EXERCISE REQUIREMENTS
Your response should be the complete data, transcribed exactly.

DATA SUPPLIED
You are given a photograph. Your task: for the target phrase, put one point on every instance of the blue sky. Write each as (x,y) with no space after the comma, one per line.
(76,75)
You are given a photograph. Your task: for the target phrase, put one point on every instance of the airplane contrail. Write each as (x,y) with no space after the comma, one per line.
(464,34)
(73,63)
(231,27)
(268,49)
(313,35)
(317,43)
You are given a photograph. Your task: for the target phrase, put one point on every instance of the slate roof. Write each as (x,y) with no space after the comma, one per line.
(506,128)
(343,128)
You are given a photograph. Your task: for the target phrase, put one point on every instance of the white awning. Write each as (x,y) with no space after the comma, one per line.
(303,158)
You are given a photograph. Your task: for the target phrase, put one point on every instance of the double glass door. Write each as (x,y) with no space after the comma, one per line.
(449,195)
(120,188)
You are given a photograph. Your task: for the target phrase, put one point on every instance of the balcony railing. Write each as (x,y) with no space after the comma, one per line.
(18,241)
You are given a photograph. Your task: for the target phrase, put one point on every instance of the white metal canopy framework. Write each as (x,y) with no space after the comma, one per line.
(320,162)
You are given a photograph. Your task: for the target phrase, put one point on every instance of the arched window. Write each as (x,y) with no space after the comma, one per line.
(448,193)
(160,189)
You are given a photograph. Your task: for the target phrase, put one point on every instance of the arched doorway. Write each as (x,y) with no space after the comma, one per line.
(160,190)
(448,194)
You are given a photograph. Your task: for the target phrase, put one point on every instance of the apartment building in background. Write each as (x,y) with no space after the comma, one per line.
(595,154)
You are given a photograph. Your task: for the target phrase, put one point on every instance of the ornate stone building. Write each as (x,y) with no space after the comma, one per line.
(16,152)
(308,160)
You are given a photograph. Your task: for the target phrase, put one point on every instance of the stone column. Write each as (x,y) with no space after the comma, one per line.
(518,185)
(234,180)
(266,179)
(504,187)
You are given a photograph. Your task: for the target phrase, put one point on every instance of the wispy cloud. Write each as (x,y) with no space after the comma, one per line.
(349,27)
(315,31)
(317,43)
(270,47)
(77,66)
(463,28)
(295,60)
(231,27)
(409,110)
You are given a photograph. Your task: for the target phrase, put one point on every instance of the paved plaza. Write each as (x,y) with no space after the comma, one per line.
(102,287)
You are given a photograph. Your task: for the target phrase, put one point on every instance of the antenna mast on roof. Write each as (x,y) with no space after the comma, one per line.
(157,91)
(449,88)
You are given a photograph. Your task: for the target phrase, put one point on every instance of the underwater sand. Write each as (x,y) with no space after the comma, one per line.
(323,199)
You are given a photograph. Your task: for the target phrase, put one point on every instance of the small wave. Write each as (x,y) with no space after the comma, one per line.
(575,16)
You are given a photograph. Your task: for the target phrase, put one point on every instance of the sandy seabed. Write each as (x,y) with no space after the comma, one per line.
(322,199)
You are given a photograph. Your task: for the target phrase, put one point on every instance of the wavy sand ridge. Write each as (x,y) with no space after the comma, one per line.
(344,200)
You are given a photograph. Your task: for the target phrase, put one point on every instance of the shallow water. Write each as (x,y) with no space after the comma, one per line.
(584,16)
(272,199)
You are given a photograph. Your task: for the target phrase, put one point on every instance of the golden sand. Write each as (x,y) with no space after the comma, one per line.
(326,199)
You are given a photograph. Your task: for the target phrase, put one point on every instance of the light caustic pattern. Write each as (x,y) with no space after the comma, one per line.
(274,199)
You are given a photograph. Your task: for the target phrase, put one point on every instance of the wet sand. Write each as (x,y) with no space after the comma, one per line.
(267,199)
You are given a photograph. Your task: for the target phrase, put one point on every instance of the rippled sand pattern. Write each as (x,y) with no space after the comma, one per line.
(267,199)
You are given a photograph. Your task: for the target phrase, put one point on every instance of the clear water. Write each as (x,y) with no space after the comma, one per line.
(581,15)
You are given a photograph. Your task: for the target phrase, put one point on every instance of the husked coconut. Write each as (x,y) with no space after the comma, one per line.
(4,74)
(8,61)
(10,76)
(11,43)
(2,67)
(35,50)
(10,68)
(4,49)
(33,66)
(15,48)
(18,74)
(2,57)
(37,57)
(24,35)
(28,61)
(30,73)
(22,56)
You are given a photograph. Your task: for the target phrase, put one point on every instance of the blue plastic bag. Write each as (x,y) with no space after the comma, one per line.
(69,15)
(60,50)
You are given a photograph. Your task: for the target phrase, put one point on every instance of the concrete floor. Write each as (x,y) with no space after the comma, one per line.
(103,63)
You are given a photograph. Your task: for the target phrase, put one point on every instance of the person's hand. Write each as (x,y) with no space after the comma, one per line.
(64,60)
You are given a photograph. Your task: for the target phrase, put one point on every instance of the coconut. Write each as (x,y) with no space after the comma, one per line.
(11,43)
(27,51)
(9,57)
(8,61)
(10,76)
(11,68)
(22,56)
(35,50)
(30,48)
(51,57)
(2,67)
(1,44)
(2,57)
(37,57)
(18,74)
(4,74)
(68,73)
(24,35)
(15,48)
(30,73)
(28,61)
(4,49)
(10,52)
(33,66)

RESULT FOR THIS TASK
You are given a photograph. Your task: for the target phrase, put one point on every instance of the blue sky. Write each as (x,y) with no space after the comma, one per line.
(76,75)
You are given a photograph. Your task: for the target phrase, put one point on every instance of the airplane contrail. Write each as (x,y) with no space after the comma, one per line.
(464,34)
(73,63)
(231,27)
(268,49)
(313,35)
(317,43)
You are given a photograph. Your task: for the target phrase, put one point on every instance of the slate roof. Write each as (x,y) with no space after the comma, one per line.
(506,128)
(343,128)
You are given a photograph. Your task: for the target phrase, put one point on every instance of the white awning. Write each as (x,y) with no space after the comma, one per line.
(303,158)
You are given a photograph. Your task: for the target phrase, put one point on every instance of the double glass door. Write each as (x,y) with no space after the comma, one per line.
(449,195)
(120,188)
You are given a photograph. Your task: for the target phrase, put one point on every instance of the balcony railing. Write each as (x,y) with no space after the comma, one per line.
(18,241)
You are given a photograph. Your task: for the target phrase, put one point on every instance of the white metal canopy framework. Write each as (x,y) with no space after the comma, one per line.
(320,162)
You are given a photograph. Your task: for the target phrase, put one point on every instance of the arched window. Write each as (x,y) with no space after the comma, one per line.
(448,193)
(160,189)
You are given a photograph. Your task: for the target phrase, put one point on every instance of the arched doorway. Write each as (x,y) with no space after the comma, one per line.
(160,190)
(448,194)
You are given a photograph. Your task: for the target phrase, put one point on every instance of the apartment building in background. Write each as (x,y) with no space after the comma, one per line.
(595,154)
You are given a photograph. Your task: for the target phrase, put one point on every instance of the ornate stone building. Write each as (x,y) with no space after the comma, one per line.
(16,152)
(308,160)
You are given a photograph. Your task: for the target phrase, put one point on every instance of the stone column. Write each as (x,y) with no space after the comma, one per line.
(518,185)
(234,180)
(266,179)
(504,187)
You are given a photograph. Your task: for the target phrase, put one point on every instance of the wispy cloud. Write each as (x,y) with no space after the comma, one per line.
(349,27)
(315,31)
(317,43)
(270,47)
(77,66)
(463,28)
(295,60)
(231,27)
(409,110)
You are given a photograph. Your task: for the target phrase, put one point on every instance of the paved plaza. Write each as (x,y) with no space after the comma, one per line.
(102,287)
You are given a photograph. Your task: for the target phrase, put one point on every instance of the antenna mast on roof. Write each as (x,y) with no space after the comma, one per line.
(157,91)
(449,88)
You are given a photograph. Your task: for the target phrase, put one point on every instance of the underwater sand. Write each as (x,y) with no space after the comma, one per line.
(323,199)
You are given a photograph. Your task: for the target phrase, put one point on every instance of the small wave. Write each as (x,y) with no space after the comma, one per line.
(575,16)
You are given a photograph. Your task: for the target phrase, put one point on every instance of the sandy seabed. Write each as (x,y) with no space after the comma, one per line.
(322,199)
You are given a photograph. Your task: for the target phrase, put one point on every instance of the wavy sand ridge. Write each as (x,y) with no space after the comma, one per line.
(344,200)
You are given a photograph. Your task: for the target phrase, put one point on every instance of the shallow water. Write each as (x,y) with no space after the comma, one per line.
(584,16)
(272,199)
You are given a photograph. Your task: for the target phrase, put one point on every instance of the golden sand. Write each as (x,y) with no space after the comma, one per line.
(326,199)
You are given a photograph. Your task: for the target phrase, put one point on every instance of the light caustic pattern. Write each as (x,y) with no space after the comma, one per line.
(274,199)
You are given a photograph. Your task: for the target phrase, put one point on every instance of the wet sand. Write each as (x,y) with no space after the comma, one per line.
(267,199)
You are given a photograph. Your task: for the target phrase, put one point on every instance of the rippled sand pattern. Write each as (x,y) with no space after the comma, one per line.
(267,199)
You are given a photograph. Your task: for the target phrase, put one point on every instance of the clear water. Write each as (x,y) with no space after the comma, one per line.
(581,15)
You are given a photograph. Your task: for the target phrase, put one point on every instance of the husked coconut. Write each as (x,y) with no space after the comma, one per line.
(4,74)
(8,61)
(10,76)
(11,43)
(2,67)
(35,50)
(10,68)
(4,49)
(33,66)
(15,48)
(18,74)
(2,57)
(37,57)
(24,35)
(28,61)
(30,73)
(22,56)
You are given a photograph. Your task: for the target phrase, put one point on every instance of the blue plastic bag. Write each as (x,y) with no space after the comma, one per line.
(69,15)
(60,50)
You are given a photograph. Your task: for the target phrase, put one point on every instance of the concrete floor. Write each as (x,y) with no space after the comma, one per line.
(103,63)
You are given a photograph. Your task: for the target phrase, put one point on every instance of the person's hand. Write each as (x,y) with no space after the comma, one per line.
(64,60)
You are given a photograph. Your task: for the target phrase, put one point on every instance of the coconut. Write each as (x,y) with no space after the comma, one per line.
(11,43)
(27,51)
(9,57)
(8,61)
(10,76)
(11,68)
(22,56)
(35,50)
(30,48)
(51,57)
(2,67)
(1,44)
(2,57)
(37,57)
(18,74)
(4,74)
(68,73)
(24,35)
(15,48)
(30,73)
(28,61)
(4,49)
(10,52)
(33,66)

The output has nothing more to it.